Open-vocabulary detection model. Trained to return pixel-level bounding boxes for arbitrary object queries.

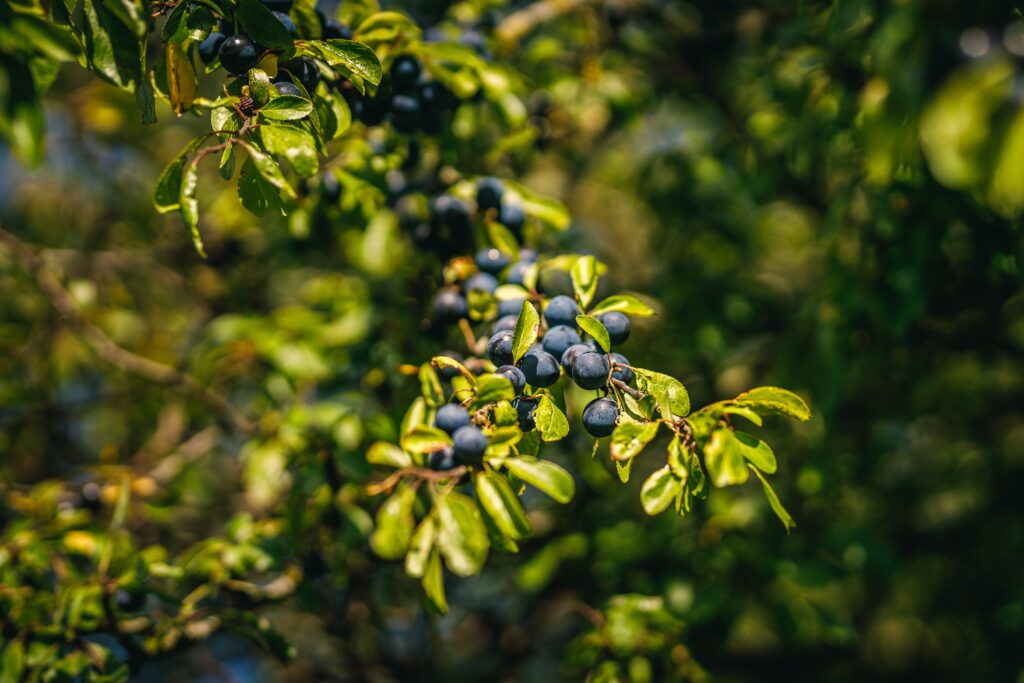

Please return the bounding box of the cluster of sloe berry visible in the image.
==
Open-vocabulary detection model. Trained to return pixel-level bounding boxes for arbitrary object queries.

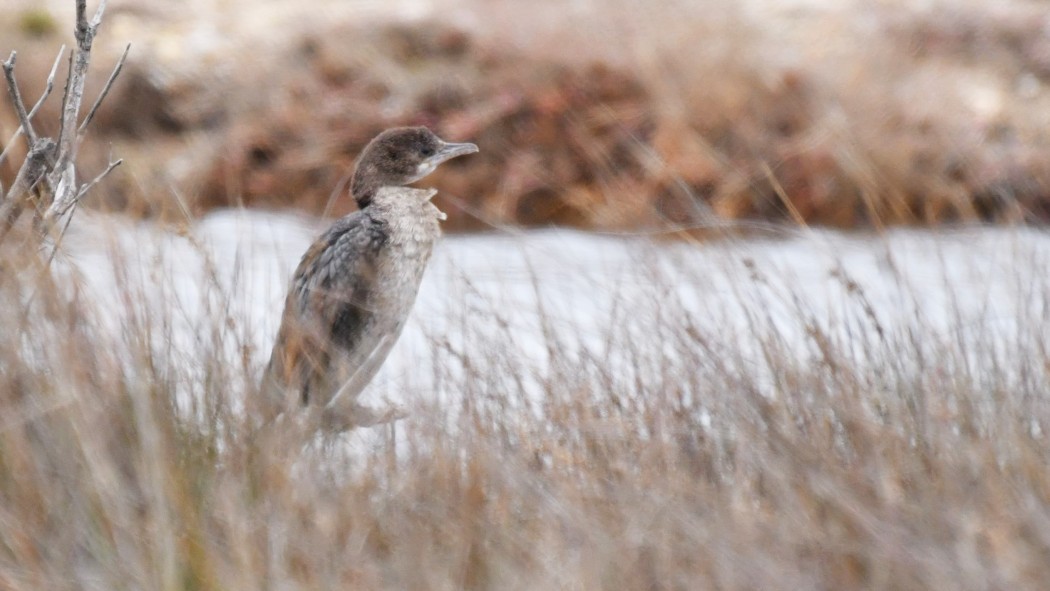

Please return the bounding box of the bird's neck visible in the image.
* * *
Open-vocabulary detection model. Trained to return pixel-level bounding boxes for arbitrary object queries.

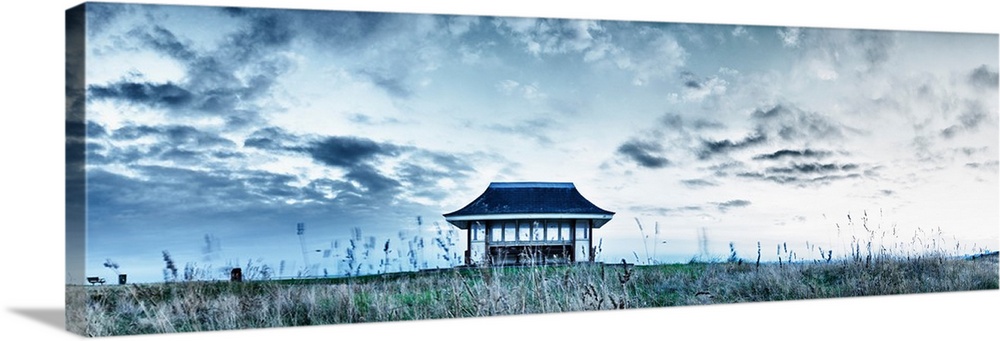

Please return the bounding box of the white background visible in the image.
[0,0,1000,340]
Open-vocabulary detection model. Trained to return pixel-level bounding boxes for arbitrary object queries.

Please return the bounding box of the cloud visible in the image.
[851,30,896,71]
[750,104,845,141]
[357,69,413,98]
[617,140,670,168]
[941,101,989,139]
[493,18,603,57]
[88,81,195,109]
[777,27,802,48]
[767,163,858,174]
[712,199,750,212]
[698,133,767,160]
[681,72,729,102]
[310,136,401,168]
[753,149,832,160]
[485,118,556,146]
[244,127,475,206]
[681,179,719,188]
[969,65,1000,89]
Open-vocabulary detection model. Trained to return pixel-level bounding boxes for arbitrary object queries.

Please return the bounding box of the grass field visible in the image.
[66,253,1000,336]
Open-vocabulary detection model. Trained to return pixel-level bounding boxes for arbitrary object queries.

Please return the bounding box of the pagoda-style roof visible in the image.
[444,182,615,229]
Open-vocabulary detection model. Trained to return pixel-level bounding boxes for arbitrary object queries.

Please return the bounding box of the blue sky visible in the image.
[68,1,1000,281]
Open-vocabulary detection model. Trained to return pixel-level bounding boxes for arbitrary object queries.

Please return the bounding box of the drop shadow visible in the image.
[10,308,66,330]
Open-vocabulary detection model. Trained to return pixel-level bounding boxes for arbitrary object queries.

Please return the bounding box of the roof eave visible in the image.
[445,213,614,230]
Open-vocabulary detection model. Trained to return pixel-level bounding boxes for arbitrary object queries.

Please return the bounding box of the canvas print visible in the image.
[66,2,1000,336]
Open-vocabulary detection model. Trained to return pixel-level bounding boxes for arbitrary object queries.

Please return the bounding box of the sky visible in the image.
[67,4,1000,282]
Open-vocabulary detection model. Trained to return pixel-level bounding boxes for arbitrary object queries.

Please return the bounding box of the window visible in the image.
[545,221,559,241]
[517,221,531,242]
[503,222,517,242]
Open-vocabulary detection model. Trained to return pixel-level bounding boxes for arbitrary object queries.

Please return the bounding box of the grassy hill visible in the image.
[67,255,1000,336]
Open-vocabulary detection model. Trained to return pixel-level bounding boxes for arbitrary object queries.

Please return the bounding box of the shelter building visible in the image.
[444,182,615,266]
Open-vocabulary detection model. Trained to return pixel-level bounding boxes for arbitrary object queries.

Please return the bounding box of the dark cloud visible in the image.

INSTRUCTION |
Count the lines in the entries above that contain the word "cloud". Give only the number.

SOLUTION |
2